▶ Document extract:
== Segment start ==
International buyers visit Minnesota farm, INTSOY shortcourse

In late August, Minnesota Soybean Director of Market Development Kim Nill met with a a group of 30 international guests representing buyers from developing nations interested in increasing purchases of U.S. soy. The delegation visited the farm of Scott Gillespie near Johnson, Minn.

They were all students at INTSOY,  a longstanding soy checkoff-supported shortcourse at Northern Crops Institute (NCI) in Fargo, N.D., that teaches participants how to utilize soybean oil and other soy products, such as soymeal and soy flour in the manufacturing of food and feed products. The INTSOY shortcourse also includes instruction concerning how to add applicable soy to manufactured meat products such as sausages, etc.

Attendees represented The Philippines, Indonesia, Sri Lanka, Myanmar, Senegal and Ghana.

“Their employers are typically food or feed manufacturing companies that are wanting to learn how to add U.S.-origin soy components to the products their companies are already manufacturing, “Nill said. “This includes adding soy flour to baked goods, adding soybean oil to packaged food products to make them healthier for customers, or injecting soy protein into the inexpensive cuts of meat.”

The INTSOY week begins with a visit to a Minnesota farm, to enable students to gather firsthand information on the technology utilized to produce Minnesota soybeans; to assess current year soybean growth in fields; and to personally meet the farmer that grows the soy their company is increasingly purchasing.

“We appreciate being given the opportunity to show our world buyers and soybean customers what we do here on our family farm,” Gillespie said.

Gillespie said he took the opportunity to show them his farm, give the attendees tractor rides, as well as discuss the current trade issues with the overseas customers.

After the NCI-Fargo portion of the shortcourse where the 30-student INTSOY shortcourse learned how to manufacture soy-based animal feeds and soyfoods, they then traveled to South Dakota State University (SDSU) for their final three days of training where they learned how to add soy protein to meat products (e.g., sausages) in the SDSU Meat Lab.
== Segment end ==
▶ Entries provided:
== Segment start ==
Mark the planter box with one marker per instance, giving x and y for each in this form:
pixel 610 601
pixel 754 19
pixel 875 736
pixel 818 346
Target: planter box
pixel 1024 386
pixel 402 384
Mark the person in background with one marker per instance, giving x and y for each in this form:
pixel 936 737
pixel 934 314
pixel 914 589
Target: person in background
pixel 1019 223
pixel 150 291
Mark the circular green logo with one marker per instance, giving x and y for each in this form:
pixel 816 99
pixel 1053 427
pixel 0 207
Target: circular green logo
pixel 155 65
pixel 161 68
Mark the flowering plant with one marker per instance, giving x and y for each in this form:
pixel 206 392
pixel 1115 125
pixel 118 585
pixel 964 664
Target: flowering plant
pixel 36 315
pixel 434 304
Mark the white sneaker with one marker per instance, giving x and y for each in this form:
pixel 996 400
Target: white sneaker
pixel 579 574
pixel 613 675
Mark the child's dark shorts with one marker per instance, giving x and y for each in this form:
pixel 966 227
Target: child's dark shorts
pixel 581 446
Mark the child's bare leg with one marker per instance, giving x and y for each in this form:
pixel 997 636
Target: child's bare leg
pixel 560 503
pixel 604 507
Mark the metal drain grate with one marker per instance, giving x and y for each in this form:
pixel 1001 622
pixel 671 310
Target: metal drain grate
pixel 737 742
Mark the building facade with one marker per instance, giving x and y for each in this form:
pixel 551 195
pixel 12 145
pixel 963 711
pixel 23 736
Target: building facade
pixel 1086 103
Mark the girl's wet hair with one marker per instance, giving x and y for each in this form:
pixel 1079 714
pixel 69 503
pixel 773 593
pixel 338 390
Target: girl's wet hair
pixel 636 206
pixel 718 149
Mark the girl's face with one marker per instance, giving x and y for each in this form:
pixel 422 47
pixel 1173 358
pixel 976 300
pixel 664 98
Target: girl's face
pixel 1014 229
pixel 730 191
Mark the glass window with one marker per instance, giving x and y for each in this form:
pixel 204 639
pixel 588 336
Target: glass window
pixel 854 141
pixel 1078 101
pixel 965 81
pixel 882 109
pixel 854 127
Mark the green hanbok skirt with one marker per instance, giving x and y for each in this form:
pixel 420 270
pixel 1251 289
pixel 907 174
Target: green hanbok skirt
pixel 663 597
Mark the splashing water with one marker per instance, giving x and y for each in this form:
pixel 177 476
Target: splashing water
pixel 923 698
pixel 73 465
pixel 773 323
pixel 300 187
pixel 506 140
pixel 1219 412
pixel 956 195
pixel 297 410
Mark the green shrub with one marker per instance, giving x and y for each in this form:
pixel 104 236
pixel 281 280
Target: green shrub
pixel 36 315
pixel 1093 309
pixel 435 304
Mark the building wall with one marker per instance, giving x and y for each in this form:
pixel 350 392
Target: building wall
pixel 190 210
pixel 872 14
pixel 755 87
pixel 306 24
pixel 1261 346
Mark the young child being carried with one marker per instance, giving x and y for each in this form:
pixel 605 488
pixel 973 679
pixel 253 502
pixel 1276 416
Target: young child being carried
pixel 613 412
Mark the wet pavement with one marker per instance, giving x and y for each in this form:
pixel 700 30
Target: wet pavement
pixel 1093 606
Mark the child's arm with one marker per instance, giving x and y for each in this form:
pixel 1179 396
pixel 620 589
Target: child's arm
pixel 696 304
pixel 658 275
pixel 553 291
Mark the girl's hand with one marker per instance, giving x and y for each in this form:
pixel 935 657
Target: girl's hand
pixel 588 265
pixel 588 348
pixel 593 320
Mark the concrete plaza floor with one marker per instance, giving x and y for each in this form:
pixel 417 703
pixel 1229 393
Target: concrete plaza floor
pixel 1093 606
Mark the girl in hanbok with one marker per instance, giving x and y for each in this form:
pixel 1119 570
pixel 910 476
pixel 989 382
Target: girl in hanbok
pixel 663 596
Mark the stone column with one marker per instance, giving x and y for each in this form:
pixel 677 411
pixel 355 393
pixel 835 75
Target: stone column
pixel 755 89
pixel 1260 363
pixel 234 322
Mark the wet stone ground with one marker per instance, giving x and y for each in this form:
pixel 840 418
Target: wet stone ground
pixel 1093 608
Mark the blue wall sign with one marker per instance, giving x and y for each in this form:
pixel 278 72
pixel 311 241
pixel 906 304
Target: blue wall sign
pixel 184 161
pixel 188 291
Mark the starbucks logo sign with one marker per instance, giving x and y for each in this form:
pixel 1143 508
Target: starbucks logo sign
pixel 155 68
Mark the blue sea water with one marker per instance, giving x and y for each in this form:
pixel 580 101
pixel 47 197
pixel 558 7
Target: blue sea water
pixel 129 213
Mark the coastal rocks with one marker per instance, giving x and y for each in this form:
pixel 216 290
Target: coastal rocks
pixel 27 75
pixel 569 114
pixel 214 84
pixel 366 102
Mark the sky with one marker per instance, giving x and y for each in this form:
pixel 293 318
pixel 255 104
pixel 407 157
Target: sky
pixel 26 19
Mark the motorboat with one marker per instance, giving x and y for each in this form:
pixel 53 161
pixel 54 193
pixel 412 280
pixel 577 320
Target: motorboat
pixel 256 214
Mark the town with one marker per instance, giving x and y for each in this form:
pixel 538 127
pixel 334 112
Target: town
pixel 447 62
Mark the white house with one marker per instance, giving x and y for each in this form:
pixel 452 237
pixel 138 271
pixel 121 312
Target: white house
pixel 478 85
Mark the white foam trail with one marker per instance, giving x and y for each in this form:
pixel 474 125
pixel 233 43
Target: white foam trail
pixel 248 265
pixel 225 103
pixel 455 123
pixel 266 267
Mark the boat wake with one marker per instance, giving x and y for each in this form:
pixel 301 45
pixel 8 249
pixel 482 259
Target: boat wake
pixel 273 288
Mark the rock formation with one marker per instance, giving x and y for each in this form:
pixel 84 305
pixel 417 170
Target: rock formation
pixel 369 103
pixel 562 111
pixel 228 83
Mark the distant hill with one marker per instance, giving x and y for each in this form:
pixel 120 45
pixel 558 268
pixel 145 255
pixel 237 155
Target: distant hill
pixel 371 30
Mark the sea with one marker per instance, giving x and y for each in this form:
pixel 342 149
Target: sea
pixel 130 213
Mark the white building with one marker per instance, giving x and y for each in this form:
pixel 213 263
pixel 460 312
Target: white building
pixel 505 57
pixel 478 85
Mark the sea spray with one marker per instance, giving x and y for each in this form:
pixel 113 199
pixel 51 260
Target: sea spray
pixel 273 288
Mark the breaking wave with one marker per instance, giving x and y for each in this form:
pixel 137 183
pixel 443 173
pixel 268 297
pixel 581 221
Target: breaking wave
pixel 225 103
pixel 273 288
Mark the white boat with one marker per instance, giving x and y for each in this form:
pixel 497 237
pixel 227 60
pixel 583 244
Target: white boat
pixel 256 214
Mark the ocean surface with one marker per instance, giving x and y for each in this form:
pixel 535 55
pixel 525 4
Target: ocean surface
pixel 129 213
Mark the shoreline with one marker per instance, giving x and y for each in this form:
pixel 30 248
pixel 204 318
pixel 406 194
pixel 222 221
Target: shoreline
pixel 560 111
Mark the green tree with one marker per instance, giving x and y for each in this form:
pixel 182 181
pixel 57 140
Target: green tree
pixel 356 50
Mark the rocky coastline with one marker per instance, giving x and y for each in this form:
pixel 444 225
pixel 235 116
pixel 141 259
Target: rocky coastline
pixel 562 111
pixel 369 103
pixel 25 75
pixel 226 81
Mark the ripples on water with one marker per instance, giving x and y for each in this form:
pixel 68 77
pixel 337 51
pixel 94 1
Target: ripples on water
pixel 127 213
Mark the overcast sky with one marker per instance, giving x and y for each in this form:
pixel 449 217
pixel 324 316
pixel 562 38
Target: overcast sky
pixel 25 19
== Segment end ==
== Segment start ==
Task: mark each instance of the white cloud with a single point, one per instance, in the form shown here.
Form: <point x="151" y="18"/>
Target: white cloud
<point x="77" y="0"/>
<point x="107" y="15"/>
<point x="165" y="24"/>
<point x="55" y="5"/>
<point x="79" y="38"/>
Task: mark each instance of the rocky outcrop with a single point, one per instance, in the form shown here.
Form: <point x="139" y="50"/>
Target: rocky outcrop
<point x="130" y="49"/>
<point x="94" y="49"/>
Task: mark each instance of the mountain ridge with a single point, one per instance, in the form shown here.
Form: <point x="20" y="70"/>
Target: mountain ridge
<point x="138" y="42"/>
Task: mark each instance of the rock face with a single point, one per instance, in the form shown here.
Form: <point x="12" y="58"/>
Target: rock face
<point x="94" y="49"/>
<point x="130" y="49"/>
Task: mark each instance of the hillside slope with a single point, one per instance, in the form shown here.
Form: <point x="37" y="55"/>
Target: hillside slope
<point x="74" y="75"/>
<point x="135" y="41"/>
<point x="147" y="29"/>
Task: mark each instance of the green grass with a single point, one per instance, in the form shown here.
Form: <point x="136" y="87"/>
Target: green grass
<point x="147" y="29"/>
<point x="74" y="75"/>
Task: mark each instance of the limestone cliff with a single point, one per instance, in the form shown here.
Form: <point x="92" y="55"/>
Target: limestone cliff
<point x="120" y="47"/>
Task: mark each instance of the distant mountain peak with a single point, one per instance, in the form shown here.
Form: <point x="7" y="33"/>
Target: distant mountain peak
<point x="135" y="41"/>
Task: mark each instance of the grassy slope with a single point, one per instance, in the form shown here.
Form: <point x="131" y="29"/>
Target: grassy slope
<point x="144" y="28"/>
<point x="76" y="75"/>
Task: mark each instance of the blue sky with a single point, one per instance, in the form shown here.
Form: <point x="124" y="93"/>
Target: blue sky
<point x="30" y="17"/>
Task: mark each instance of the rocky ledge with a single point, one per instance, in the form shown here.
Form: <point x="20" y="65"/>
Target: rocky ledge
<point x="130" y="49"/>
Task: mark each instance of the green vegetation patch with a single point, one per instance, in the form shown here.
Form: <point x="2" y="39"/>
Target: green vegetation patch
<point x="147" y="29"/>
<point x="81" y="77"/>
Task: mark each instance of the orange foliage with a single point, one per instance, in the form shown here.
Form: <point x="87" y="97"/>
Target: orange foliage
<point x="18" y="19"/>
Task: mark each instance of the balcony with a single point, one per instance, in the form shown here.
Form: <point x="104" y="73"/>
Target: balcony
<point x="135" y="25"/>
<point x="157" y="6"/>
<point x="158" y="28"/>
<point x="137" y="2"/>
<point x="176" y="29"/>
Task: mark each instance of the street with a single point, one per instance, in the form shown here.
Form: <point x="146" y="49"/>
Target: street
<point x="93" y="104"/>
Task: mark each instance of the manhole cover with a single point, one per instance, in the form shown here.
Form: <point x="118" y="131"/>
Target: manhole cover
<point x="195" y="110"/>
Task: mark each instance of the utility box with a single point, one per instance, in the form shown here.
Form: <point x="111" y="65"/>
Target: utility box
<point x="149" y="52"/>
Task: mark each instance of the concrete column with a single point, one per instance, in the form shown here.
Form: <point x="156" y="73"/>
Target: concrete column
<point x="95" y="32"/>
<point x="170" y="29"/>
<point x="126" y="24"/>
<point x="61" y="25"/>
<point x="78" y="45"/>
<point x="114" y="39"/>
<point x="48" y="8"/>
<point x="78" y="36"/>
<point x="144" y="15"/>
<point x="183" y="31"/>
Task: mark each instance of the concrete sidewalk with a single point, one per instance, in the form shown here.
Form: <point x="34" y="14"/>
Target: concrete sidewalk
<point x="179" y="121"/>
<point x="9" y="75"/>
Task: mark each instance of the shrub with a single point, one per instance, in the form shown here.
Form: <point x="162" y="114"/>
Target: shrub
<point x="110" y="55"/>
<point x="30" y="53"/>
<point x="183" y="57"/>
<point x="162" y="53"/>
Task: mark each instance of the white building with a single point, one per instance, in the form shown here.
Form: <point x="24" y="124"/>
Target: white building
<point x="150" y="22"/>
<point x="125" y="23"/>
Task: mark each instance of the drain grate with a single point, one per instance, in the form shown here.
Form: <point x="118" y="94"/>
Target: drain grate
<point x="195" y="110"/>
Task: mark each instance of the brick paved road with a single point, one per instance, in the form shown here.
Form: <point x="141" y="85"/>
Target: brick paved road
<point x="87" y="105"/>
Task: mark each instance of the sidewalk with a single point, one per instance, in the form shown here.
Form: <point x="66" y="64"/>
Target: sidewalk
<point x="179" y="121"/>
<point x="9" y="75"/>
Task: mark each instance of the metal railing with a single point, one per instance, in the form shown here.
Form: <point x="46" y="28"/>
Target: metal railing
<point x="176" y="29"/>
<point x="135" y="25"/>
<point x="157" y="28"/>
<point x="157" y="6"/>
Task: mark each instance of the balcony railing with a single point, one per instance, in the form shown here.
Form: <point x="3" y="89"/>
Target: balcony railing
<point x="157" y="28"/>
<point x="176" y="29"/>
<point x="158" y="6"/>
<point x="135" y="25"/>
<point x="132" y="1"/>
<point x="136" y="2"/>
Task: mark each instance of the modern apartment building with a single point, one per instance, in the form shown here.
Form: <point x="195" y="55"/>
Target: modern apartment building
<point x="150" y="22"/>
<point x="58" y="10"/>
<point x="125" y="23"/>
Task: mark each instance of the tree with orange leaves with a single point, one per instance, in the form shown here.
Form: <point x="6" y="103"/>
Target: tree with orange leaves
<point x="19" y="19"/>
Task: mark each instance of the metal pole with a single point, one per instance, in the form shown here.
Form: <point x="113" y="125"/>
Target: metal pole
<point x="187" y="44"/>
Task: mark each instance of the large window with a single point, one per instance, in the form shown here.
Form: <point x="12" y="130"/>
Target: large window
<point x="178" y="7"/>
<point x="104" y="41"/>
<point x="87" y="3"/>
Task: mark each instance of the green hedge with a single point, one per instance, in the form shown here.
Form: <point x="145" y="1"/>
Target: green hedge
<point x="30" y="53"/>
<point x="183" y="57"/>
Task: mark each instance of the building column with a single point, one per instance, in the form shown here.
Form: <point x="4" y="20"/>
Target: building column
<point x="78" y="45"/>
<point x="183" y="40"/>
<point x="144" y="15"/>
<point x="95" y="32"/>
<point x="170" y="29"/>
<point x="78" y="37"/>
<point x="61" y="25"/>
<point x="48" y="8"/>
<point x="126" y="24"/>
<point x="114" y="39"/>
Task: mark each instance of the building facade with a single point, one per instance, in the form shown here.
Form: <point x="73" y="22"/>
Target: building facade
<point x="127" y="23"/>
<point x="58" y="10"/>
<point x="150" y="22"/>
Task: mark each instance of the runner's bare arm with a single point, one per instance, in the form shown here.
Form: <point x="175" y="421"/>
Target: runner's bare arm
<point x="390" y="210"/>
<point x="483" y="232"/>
== Segment end ==
▶ Instructions to follow:
In the article about the INTSOY farm visit, where did the students spend their final three days of training?

▶ Answer space:
At South Dakota State University (SDSU)